(Text-to-region grounding data)

╔══

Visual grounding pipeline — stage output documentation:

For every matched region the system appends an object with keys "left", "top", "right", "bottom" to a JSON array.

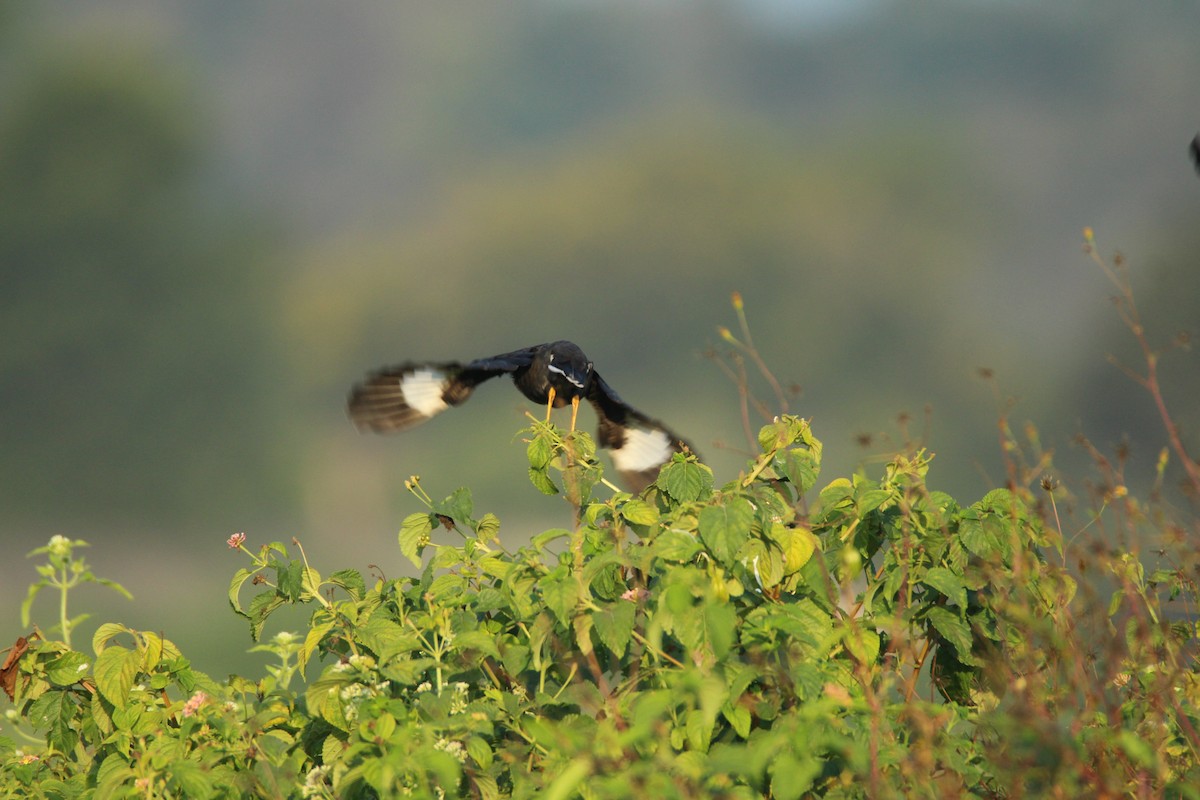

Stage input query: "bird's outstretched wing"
[
  {"left": 348, "top": 347, "right": 538, "bottom": 433},
  {"left": 587, "top": 372, "right": 695, "bottom": 493}
]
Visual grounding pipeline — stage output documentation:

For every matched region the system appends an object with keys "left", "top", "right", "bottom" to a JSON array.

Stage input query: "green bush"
[{"left": 3, "top": 280, "right": 1199, "bottom": 798}]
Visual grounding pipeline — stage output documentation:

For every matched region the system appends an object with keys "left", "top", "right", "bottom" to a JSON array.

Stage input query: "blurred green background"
[{"left": 3, "top": 1, "right": 1198, "bottom": 677}]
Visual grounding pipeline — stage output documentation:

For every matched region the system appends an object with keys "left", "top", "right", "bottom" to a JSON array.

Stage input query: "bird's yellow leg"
[
  {"left": 570, "top": 396, "right": 580, "bottom": 432},
  {"left": 545, "top": 387, "right": 556, "bottom": 423}
]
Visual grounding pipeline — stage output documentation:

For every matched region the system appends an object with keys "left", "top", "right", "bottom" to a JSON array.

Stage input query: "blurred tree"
[{"left": 0, "top": 43, "right": 292, "bottom": 530}]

╚══

* **Task details**: From the first line to the last, copy the records exactly and skip the pictures.

* **Answer for this exercise**:
Visual grounding pipeline — stage output documentation:

For every matched region the system appends an object with keys "left", "top", "right", "bottom" to a JSON array.


Stage input query: "bird's outstretched wing"
[
  {"left": 348, "top": 347, "right": 538, "bottom": 433},
  {"left": 587, "top": 372, "right": 695, "bottom": 493}
]
Visual grounding pipeline — stage output documentation:

For every matched region the system appends an object with keys "left", "top", "right", "bottom" to a JSON array.

Stage input query: "green bush"
[{"left": 3, "top": 280, "right": 1199, "bottom": 798}]
Visual grounding pipeline — stage output documentation:

For every matched region the system appends an object with keys "left", "top", "right", "bottom" to a JSON array.

Stage input query: "blurred green background"
[{"left": 3, "top": 1, "right": 1198, "bottom": 677}]
Visual grounding pipeline — stage output documentation:

For every matched region the system appends an object with keys "left", "top", "right", "bottom" to a JSON array.

Stage input query: "bird's yellow leg"
[
  {"left": 570, "top": 396, "right": 580, "bottom": 432},
  {"left": 545, "top": 387, "right": 556, "bottom": 423}
]
Visual grounding pipeline — stage output documentation:

For every matched region the system appends an object with keys "left", "top", "right", "bottom" to a JSON array.

Stage input query: "blurred tree"
[{"left": 0, "top": 43, "right": 292, "bottom": 530}]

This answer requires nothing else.